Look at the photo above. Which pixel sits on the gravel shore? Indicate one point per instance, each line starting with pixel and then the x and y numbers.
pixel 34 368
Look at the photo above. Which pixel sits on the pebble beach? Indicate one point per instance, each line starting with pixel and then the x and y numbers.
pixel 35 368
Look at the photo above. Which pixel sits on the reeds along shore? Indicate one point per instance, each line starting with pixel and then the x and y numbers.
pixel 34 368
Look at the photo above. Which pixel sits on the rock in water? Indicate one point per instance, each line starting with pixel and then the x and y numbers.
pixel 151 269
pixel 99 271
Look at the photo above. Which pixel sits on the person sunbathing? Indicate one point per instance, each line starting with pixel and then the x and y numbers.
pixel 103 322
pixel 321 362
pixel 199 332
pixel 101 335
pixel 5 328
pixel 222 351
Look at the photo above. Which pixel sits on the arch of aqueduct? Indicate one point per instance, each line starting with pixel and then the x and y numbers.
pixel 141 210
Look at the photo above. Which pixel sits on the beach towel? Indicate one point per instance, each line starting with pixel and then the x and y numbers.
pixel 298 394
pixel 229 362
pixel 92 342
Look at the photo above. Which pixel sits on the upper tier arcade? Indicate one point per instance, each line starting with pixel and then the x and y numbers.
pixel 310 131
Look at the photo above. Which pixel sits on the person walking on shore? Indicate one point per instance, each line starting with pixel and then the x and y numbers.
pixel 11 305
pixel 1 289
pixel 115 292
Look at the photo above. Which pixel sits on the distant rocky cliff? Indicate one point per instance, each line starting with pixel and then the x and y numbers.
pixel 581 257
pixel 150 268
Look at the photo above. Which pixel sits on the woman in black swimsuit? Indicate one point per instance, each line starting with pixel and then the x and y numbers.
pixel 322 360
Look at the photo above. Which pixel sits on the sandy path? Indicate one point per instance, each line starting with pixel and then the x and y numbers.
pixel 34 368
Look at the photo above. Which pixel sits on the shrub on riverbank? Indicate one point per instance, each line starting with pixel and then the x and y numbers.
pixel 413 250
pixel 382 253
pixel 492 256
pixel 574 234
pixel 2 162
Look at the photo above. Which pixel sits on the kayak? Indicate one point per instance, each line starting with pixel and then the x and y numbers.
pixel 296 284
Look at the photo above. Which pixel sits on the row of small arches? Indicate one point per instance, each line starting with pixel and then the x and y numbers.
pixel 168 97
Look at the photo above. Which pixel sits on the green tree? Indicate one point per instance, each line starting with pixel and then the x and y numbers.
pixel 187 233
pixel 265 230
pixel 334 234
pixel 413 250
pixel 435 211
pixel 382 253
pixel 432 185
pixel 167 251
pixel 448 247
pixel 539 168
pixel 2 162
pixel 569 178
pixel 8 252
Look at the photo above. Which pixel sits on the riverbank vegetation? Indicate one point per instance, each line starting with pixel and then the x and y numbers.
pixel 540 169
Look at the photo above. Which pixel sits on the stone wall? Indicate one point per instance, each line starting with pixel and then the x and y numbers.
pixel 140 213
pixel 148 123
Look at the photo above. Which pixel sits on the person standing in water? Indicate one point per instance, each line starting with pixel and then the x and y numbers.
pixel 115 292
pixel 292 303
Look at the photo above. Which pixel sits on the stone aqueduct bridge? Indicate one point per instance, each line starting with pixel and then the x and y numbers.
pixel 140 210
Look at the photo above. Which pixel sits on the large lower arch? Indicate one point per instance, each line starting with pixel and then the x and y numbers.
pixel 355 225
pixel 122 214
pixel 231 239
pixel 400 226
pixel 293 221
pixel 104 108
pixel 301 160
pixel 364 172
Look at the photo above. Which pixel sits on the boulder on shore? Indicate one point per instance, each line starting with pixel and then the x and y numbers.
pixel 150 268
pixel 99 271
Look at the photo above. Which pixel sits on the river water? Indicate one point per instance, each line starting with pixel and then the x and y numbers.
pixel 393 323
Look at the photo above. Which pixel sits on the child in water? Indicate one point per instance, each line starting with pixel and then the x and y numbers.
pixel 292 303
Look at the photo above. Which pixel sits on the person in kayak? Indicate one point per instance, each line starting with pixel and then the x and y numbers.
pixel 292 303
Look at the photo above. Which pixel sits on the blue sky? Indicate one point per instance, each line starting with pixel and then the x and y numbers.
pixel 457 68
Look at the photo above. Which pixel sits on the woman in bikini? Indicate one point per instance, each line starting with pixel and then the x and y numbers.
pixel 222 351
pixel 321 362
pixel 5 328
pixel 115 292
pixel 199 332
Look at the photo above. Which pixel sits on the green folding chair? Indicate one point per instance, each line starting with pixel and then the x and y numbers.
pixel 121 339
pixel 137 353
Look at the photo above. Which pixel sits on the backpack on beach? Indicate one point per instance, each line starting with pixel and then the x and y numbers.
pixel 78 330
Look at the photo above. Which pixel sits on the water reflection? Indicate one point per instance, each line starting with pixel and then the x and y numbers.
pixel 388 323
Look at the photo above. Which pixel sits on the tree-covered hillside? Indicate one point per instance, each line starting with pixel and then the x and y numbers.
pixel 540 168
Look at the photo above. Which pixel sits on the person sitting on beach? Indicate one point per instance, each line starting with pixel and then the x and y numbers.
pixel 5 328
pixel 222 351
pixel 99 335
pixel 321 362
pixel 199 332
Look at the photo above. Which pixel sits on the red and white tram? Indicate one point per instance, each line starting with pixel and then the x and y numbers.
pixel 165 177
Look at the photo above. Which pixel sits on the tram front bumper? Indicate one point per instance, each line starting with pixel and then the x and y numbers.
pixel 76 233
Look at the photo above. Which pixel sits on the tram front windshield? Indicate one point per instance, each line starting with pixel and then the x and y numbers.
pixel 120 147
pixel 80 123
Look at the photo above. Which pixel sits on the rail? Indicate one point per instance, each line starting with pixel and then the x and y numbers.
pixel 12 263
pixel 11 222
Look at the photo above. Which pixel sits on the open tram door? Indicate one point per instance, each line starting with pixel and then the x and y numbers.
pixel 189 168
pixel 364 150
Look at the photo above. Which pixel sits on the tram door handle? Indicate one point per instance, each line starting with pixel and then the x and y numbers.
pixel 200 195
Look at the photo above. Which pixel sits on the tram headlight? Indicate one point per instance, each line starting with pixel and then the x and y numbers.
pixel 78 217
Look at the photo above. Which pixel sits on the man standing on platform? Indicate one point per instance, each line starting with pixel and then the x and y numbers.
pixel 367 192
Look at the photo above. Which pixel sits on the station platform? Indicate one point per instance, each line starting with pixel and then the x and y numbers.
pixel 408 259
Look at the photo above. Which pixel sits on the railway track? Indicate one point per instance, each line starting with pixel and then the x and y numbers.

● ACTIVITY: Across the whole listing, every line must be copied exactly.

● WRITTEN ANSWER:
Look at the photo above. Which pixel sits on the gravel shore? Indicate one point per instance, each line starting with pixel and then the x and y numbers.
pixel 34 368
Look at the photo above. Which pixel sits on the pebble beach? Indicate one point per instance, each line starting with pixel and then the x and y numbers.
pixel 35 368
Look at the photo above. Which pixel sits on the reeds along shore? Indicate one point per instance, each line starting with pixel and then the x and y numbers.
pixel 34 368
Look at the photo above. Which pixel sits on the rock in water? Indicate one point per instance, each line starting with pixel and then the x and y numbers.
pixel 151 269
pixel 99 271
Look at the photo above. Which pixel sits on the person sunbathing? Indicate one point per instance, each line starting with pixel and then the x and y numbers.
pixel 103 322
pixel 321 362
pixel 199 332
pixel 101 335
pixel 5 328
pixel 222 351
Look at the photo above. Which pixel sits on the arch of aqueduct? Indicate one point per instance, each line starting with pixel and then the x and y numbers.
pixel 141 210
Look at the photo above. Which pixel sits on the beach towel? Indicate one point per instance, each line starting with pixel and then the x and y numbers.
pixel 298 394
pixel 229 362
pixel 92 342
Look at the photo above. Which pixel sits on the upper tier arcade? Indicate one point per instance, each line starting with pixel and then the x and y numbers.
pixel 310 131
Look at the photo above. Which pixel sits on the person walking on shore? Indicate one point per instance, each line starting with pixel and then the x and y numbers.
pixel 11 305
pixel 1 289
pixel 115 292
Look at the photo above. Which pixel sits on the distant rocky cliff? Indicate one point per instance, each line starting with pixel and then the x and y numbers.
pixel 581 257
pixel 150 268
Look at the photo above. Which pixel sits on the woman in black swimsuit? Indicate one point per instance, each line starting with pixel and then the x and y numbers.
pixel 322 360
Look at the photo above. Which pixel sits on the sandy path? Indicate one point per instance, each line starting with pixel and then the x and y numbers.
pixel 34 368
Look at the photo above. Which pixel sits on the shrub on riverbank? Indicate one point per instance, each line starting with pixel and then the x and y numbers.
pixel 413 250
pixel 382 253
pixel 492 256
pixel 574 234
pixel 2 162
Look at the photo above. Which pixel sits on the kayak? Indicate one point per instance, each line starting with pixel and then the x and y numbers.
pixel 296 284
Look at the photo above. Which pixel sits on the row of small arches? Indicate one point per instance, each line starting with pixel and then the x and y numbers.
pixel 168 97
Look at the photo above. Which pixel sits on the green tree? Indicate one point per instance, each line starting with pixel and then the x and y numbers.
pixel 187 233
pixel 265 230
pixel 334 234
pixel 413 250
pixel 435 211
pixel 382 253
pixel 432 185
pixel 167 251
pixel 448 247
pixel 539 168
pixel 2 162
pixel 569 178
pixel 8 252
Look at the photo above. Which pixel sits on the riverbank vegetation? Indicate one point per instance, each line starting with pixel and then the x and y numbers.
pixel 540 169
Look at the photo above. Which pixel sits on the stone wall? Indicate one point per instance, each line starting with pixel and then the x and y numbers.
pixel 140 213
pixel 148 123
Look at the photo above. Which pixel sits on the person standing in water? Indicate one point per instance, each line starting with pixel and then the x and y numbers.
pixel 115 292
pixel 292 303
Look at the photo above. Which pixel sits on the stone aqueduct bridge? Indicate one point per instance, each line starting with pixel and then the x and y numbers.
pixel 140 210
Look at the photo above. Which pixel sits on the large lower arch? Indicate one point per instance, each line starting with pixel and then the x and y numbers.
pixel 355 225
pixel 122 214
pixel 231 239
pixel 400 226
pixel 293 221
pixel 104 108
pixel 301 160
pixel 364 172
Look at the photo above. Which pixel sits on the boulder on shore? Indicate one point per instance, each line starting with pixel and then the x and y numbers.
pixel 150 268
pixel 99 271
Look at the photo above. Which pixel sits on the river water? Indicate one point per instance, each line starting with pixel and then the x and y numbers.
pixel 393 323
Look at the photo above. Which pixel sits on the child in water? Indicate one point per instance, each line starting with pixel and then the x and y numbers.
pixel 292 303
Look at the photo above. Which pixel sits on the person in kayak? Indicate one point per instance, each line starting with pixel and then the x and y numbers.
pixel 292 303
Look at the photo above. Which pixel sits on the blue sky? Indicate one point per instance, each line starting with pixel and then the x and y numbers.
pixel 457 68
Look at the photo above. Which pixel sits on the woman in bikini? Indicate one point per instance, each line starting with pixel and then the x and y numbers.
pixel 222 351
pixel 321 362
pixel 5 328
pixel 115 292
pixel 199 332
Look at the photo above. Which pixel sits on the green folding chair? Indicate one point per instance, each line starting with pixel and then the x and y numbers.
pixel 121 339
pixel 137 353
Look at the photo above. Which pixel sits on the backpack on beach? Indicate one point per instance, each line starting with pixel and then the x and y numbers.
pixel 78 330
Look at the photo above. Which pixel sits on the water reflection? Indicate one point per instance, each line starting with pixel and then the x and y numbers.
pixel 388 323
Look at the photo above. Which pixel sits on the tree-covered hillside? Indicate one point per instance, each line starting with pixel and then the x and y numbers.
pixel 540 168
Look at the photo above. Which pixel sits on the person sitting on beach? Indicate one point per instance, each line starting with pixel and then the x and y numbers.
pixel 5 328
pixel 222 351
pixel 99 335
pixel 321 362
pixel 199 332
Look at the photo above. Which pixel sits on the red and white tram? Indicate one point per instance, each line starting with pixel and then the x and y numbers.
pixel 165 177
Look at the photo above. Which pixel sits on the tram front bumper? Indicate one point per instance, each line starting with pixel and then the x and y numbers.
pixel 76 233
Look at the photo above. Which pixel sits on the tram front windshield? Indicate one point per instance, each line starting with pixel and then the x and y numbers.
pixel 120 147
pixel 80 123
Look at the photo above. Which pixel sits on the rail? Indicate one point per instance, each line starting with pixel and then the x and y numbers.
pixel 12 263
pixel 11 222
Look at the photo above. Which pixel sits on the open tram door? Indicate one point per instance, each line starting with pixel and then the x and y numbers.
pixel 189 168
pixel 364 150
Look at the photo above. Which pixel sits on the tram door handle? Indicate one point per instance, each line starting with pixel and then the x and y numbers.
pixel 200 195
Look at the photo above. Which pixel sits on the tram headlight? Indicate one point per instance, each line starting with pixel and then the x and y numbers.
pixel 78 217
Look at the photo above. Which pixel sits on the man standing on platform? Indicate one point per instance, each line starting with pixel and then the x and y numbers.
pixel 367 192
Look at the photo above. Which pixel sits on the station platform? Indicate one point per instance, each line starting with pixel and then the x and y numbers.
pixel 408 259
Look at the photo above. Which pixel sits on the railway track? Indicate one point per instance, each line starting with pixel and then the x and y numbers.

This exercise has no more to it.